── Recorded information

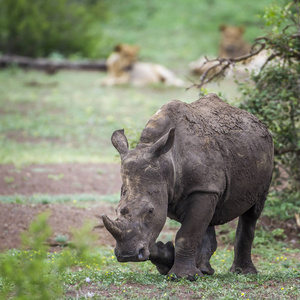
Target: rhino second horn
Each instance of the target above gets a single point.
(112, 227)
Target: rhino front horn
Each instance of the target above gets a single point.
(112, 227)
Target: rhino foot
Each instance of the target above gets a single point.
(243, 269)
(206, 268)
(190, 274)
(162, 256)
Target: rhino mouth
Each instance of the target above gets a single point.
(141, 255)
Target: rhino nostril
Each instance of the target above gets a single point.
(141, 253)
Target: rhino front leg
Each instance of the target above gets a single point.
(198, 215)
(243, 243)
(206, 250)
(162, 256)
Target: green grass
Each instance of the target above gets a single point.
(69, 117)
(278, 277)
(171, 32)
(46, 199)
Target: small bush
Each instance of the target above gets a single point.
(35, 273)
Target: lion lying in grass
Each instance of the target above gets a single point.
(232, 45)
(123, 67)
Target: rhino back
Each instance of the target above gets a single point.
(218, 149)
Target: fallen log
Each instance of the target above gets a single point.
(51, 66)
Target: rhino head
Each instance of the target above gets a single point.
(142, 210)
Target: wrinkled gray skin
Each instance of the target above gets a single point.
(201, 164)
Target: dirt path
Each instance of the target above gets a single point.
(57, 179)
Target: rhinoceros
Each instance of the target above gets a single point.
(201, 164)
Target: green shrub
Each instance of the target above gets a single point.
(35, 273)
(40, 27)
(274, 93)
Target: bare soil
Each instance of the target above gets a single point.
(58, 179)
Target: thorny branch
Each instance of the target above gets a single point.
(281, 50)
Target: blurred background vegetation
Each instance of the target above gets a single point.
(167, 31)
(69, 118)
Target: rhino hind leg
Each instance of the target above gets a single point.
(162, 256)
(206, 249)
(243, 242)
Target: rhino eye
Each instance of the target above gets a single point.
(124, 211)
(123, 192)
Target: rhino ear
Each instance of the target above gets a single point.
(164, 144)
(119, 141)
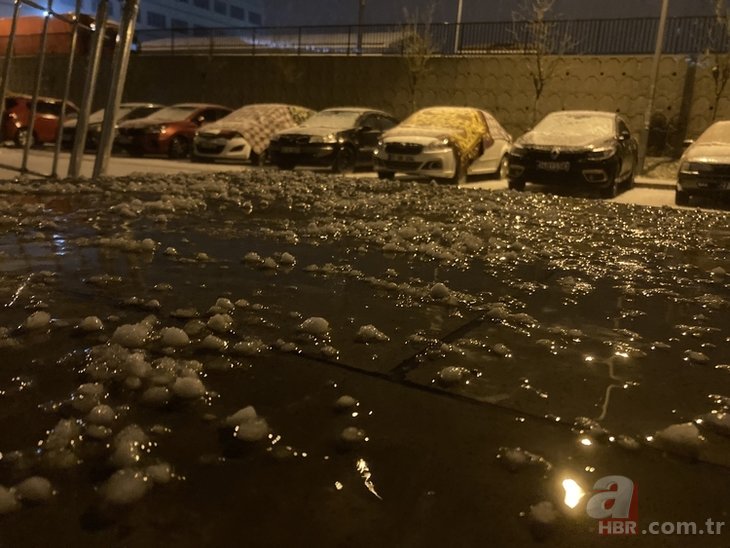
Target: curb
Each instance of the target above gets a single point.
(660, 184)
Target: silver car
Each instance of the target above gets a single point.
(446, 143)
(245, 133)
(704, 168)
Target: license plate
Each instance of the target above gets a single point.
(554, 166)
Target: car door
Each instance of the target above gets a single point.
(496, 145)
(628, 148)
(369, 129)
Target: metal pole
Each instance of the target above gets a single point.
(82, 124)
(644, 137)
(360, 18)
(36, 89)
(67, 89)
(457, 34)
(8, 56)
(118, 78)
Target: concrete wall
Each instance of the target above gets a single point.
(500, 84)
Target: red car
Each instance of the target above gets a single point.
(168, 131)
(16, 119)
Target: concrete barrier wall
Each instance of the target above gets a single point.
(501, 84)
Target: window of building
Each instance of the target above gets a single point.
(179, 24)
(220, 7)
(238, 12)
(254, 18)
(155, 19)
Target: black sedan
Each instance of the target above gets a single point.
(339, 138)
(589, 149)
(704, 169)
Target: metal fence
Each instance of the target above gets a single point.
(571, 37)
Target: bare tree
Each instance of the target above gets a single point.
(717, 49)
(417, 47)
(543, 40)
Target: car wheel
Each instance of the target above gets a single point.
(344, 161)
(459, 175)
(516, 184)
(22, 136)
(503, 170)
(258, 159)
(681, 197)
(179, 148)
(610, 191)
(285, 164)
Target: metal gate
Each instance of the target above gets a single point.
(27, 118)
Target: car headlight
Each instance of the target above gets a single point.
(694, 168)
(438, 144)
(331, 138)
(602, 153)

────

**Requirement**:
Convert every line of the material above into a JSON list of strings, one string per line, omitting blank lines and the pictures.

**Task response**:
[
  "Target: rhino second horn",
  "Each instance of the target above gets a single point.",
  "(112, 227)",
  "Target: rhino front horn",
  "Each instance of the target above gets a single point.",
  "(112, 227)",
  "Target: rhino foot",
  "Each instance of the target above gets a single point.",
  "(243, 269)",
  "(206, 268)",
  "(190, 274)",
  "(162, 256)",
  "Target: rhino mouth",
  "Each instance of the target above gets a single point.",
  "(141, 255)",
  "Target: rhino nostril",
  "Each instance of the target above gets a single point.",
  "(141, 253)",
  "Target: rhino front leg",
  "Each instance of the target above gets a single point.",
  "(198, 215)",
  "(243, 243)",
  "(206, 250)",
  "(162, 256)",
  "Target: green grass",
  "Each instance of the target above gets a single point.",
  "(69, 117)",
  "(278, 277)",
  "(171, 32)",
  "(46, 199)",
  "Target: small bush",
  "Each instance of the target above gets a single point.",
  "(35, 273)",
  "Target: lion lying in grass",
  "Each instance of the target above gets a single point.",
  "(232, 45)",
  "(123, 67)",
  "Target: rhino back",
  "Each instance of the target above gets a single point.",
  "(218, 149)",
  "Target: fallen log",
  "Each instance of the target above gets a single point.",
  "(51, 66)",
  "Target: rhino head",
  "Each instance of the target above gets a single point.",
  "(142, 210)",
  "Target: wrinkled gray skin",
  "Each instance of the target above gets a single point.",
  "(201, 164)",
  "Target: dirt path",
  "Each instance of the target above gets a single point.",
  "(57, 179)",
  "Target: rhinoceros",
  "Each instance of the target above gets a single point.",
  "(201, 164)",
  "Target: green shrub",
  "Each instance of the target above gets a single point.",
  "(35, 273)",
  "(40, 27)",
  "(274, 93)",
  "Target: bare soil",
  "Each instance of the target above gets a single point.",
  "(58, 179)",
  "Target: thorny branch",
  "Each instance of the target above gets a single point.",
  "(281, 50)",
  "Target: blurred background vegetation",
  "Each instance of the target above gets a single point.",
  "(167, 31)",
  "(69, 118)",
  "Target: rhino hind leg",
  "Each instance of the target above gets a single point.",
  "(162, 256)",
  "(206, 249)",
  "(243, 242)",
  "Target: rhino eye",
  "Each instance of the target above gets a single point.",
  "(124, 211)",
  "(123, 192)",
  "Target: rhino ear",
  "Each instance of the target above gets a single point.",
  "(164, 144)",
  "(119, 141)",
  "Target: curb",
  "Each instance of the target above gets a single point.",
  "(660, 184)",
  "Target: silver car",
  "Each instance of the target above gets a single point.",
  "(446, 143)",
  "(245, 133)",
  "(704, 168)",
  "Target: license plate",
  "Each instance of the target above gets a single point.",
  "(554, 166)",
  "Target: car door",
  "Each instance of the target above gets a single point.",
  "(496, 145)",
  "(628, 148)",
  "(369, 129)",
  "Target: metal pole",
  "Each instance of the target above gets a single point.",
  "(82, 124)",
  "(644, 137)",
  "(360, 18)",
  "(36, 89)",
  "(67, 89)",
  "(457, 34)",
  "(8, 56)",
  "(118, 78)",
  "Target: concrete wall",
  "Each instance of the target above gets a single point.",
  "(500, 84)",
  "Target: red car",
  "Each instance of the target above gets a single point.",
  "(168, 131)",
  "(16, 119)",
  "Target: concrete barrier wall",
  "Each instance of the target above gets a single point.",
  "(501, 84)",
  "Target: window of building",
  "Each instance of the target above gets a single point.",
  "(179, 24)",
  "(220, 7)",
  "(238, 12)",
  "(254, 18)",
  "(155, 19)",
  "Target: black sedan",
  "Each instance of the target above gets a single point.",
  "(339, 138)",
  "(589, 149)",
  "(704, 169)",
  "Target: metal fence",
  "Each instance of the target above gets a single point.",
  "(571, 37)",
  "Target: bare tree",
  "Each instance of the target above gets a single point.",
  "(717, 49)",
  "(417, 47)",
  "(543, 40)",
  "Target: car wheel",
  "Each instance of the target above gets a single point.",
  "(344, 161)",
  "(459, 175)",
  "(516, 184)",
  "(22, 136)",
  "(503, 170)",
  "(258, 159)",
  "(681, 197)",
  "(179, 148)",
  "(610, 191)",
  "(285, 164)",
  "Target: metal gate",
  "Each instance of the target above gets a single point.",
  "(27, 118)",
  "Target: car headlight",
  "Each instance of the target above gets a single point.",
  "(694, 168)",
  "(438, 144)",
  "(331, 138)",
  "(602, 153)"
]